• Extracted data entries:
══════════

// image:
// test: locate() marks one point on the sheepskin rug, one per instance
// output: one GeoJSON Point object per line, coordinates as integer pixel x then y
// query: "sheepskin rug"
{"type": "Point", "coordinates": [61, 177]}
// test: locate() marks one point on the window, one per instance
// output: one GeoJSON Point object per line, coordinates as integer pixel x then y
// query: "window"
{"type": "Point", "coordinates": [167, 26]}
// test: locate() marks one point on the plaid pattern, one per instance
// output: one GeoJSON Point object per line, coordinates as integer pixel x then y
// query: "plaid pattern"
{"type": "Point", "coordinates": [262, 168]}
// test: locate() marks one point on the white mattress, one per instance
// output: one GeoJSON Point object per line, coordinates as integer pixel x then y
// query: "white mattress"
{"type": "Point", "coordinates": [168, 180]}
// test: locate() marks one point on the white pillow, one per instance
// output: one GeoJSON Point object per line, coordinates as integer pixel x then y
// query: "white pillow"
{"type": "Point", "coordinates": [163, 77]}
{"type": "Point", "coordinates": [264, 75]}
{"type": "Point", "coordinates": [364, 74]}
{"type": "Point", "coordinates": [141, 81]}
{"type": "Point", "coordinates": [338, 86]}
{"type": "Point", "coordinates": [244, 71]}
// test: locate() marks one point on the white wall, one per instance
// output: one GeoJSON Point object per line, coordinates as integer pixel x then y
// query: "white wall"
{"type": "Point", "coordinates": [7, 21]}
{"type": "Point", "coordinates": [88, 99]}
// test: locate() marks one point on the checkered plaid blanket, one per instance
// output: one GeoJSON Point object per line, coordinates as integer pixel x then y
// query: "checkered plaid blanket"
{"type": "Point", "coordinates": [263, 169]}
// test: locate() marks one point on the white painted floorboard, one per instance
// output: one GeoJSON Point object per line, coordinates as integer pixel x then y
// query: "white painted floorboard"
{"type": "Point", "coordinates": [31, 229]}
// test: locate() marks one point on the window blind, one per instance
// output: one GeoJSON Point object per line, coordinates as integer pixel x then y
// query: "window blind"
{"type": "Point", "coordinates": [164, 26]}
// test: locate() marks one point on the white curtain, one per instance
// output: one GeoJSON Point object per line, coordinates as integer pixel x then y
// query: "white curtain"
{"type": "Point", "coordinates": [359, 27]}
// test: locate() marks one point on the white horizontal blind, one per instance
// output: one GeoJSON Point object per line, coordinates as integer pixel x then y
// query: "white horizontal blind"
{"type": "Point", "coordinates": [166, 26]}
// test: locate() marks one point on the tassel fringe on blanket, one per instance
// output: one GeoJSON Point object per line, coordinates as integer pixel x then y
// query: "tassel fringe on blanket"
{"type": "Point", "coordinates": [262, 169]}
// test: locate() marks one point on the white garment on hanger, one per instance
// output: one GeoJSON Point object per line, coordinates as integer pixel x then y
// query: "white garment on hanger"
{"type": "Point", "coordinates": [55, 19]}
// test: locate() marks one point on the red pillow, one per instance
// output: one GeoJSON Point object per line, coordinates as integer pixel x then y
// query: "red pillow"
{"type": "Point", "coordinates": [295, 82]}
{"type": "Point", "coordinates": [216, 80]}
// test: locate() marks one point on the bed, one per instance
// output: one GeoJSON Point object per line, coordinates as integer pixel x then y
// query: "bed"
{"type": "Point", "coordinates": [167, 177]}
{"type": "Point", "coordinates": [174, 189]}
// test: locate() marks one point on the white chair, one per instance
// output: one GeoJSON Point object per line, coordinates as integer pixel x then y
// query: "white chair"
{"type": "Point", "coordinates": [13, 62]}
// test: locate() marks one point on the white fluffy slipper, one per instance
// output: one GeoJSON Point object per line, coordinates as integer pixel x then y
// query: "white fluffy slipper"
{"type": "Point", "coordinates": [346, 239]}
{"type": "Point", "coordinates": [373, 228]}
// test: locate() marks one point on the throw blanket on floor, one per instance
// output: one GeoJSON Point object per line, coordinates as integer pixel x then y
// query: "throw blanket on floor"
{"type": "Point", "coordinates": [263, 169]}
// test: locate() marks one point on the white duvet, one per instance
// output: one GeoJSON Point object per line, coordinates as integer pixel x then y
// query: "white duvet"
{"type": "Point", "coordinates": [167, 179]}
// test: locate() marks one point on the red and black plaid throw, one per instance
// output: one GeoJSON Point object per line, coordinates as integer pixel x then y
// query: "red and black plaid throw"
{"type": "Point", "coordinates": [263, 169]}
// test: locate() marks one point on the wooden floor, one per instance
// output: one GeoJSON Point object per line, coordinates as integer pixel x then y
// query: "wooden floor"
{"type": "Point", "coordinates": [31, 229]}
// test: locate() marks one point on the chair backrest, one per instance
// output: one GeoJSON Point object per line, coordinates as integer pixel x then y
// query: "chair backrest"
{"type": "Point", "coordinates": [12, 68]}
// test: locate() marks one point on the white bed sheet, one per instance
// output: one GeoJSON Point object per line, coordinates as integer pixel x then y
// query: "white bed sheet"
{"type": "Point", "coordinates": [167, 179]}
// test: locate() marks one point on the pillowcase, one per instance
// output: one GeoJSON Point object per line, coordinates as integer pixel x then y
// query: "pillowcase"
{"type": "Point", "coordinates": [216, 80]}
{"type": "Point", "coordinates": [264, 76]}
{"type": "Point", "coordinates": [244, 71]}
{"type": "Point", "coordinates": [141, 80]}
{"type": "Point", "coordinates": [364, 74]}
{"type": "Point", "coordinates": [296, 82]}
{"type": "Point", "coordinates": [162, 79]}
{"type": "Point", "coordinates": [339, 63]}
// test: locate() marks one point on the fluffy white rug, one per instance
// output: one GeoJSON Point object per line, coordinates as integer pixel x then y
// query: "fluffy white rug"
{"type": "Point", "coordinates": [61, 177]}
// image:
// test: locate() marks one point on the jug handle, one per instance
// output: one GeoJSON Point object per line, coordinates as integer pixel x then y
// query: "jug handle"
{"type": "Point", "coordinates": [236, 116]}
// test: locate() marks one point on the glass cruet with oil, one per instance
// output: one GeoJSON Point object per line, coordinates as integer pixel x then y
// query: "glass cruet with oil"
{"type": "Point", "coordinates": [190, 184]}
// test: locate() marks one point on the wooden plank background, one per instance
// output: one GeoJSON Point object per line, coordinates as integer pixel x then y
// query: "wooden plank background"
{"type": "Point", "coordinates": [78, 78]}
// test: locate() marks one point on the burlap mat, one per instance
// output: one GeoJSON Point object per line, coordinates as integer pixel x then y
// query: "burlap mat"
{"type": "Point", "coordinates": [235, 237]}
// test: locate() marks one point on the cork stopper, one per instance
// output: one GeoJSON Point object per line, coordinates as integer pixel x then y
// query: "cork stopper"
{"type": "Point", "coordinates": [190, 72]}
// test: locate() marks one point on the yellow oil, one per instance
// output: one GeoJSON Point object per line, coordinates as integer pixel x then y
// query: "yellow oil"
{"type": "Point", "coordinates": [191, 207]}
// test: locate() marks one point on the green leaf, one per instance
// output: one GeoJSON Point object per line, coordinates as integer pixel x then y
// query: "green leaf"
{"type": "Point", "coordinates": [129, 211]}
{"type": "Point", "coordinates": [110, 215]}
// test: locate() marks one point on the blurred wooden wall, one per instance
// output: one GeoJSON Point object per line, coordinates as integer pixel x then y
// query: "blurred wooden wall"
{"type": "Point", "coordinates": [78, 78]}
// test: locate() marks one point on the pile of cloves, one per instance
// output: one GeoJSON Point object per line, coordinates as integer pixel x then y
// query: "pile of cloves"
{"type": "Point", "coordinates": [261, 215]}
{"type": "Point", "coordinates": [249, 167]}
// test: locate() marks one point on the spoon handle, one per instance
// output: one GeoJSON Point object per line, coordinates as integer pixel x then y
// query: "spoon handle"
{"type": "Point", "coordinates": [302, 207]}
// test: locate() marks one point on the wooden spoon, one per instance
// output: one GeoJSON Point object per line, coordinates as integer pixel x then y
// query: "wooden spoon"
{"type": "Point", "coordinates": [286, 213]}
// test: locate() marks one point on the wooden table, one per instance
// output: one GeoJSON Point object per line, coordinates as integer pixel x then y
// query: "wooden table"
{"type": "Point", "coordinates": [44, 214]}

══════════

• EXERCISE OBJECTIVE:
Nothing but the lines from the one with "wooden wall, one per instance" through the last line should be repeated, each exactly as it stands.

• EXERCISE ANSWER:
// test: locate() marks one point on the blurred wooden wall, one per instance
// output: one GeoJSON Point object per line, coordinates as integer pixel x then y
// query: "blurred wooden wall"
{"type": "Point", "coordinates": [78, 78]}
// test: locate() marks one point on the pile of cloves, one per instance
// output: one GeoJSON Point object per line, coordinates as integer pixel x then y
// query: "pile of cloves"
{"type": "Point", "coordinates": [261, 215]}
{"type": "Point", "coordinates": [249, 167]}
// test: locate() marks one point on the spoon handle, one per instance
// output: one GeoJSON Point object per line, coordinates as integer pixel x then y
// query: "spoon handle"
{"type": "Point", "coordinates": [302, 207]}
// test: locate() marks one point on the wooden spoon, one per instance
// output: one GeoJSON Point object per line, coordinates as integer pixel x then y
// query: "wooden spoon"
{"type": "Point", "coordinates": [286, 213]}
// test: locate() marks one point on the wooden table, one per instance
// output: one GeoJSON Point object per line, coordinates as integer pixel x then y
// query: "wooden table"
{"type": "Point", "coordinates": [44, 214]}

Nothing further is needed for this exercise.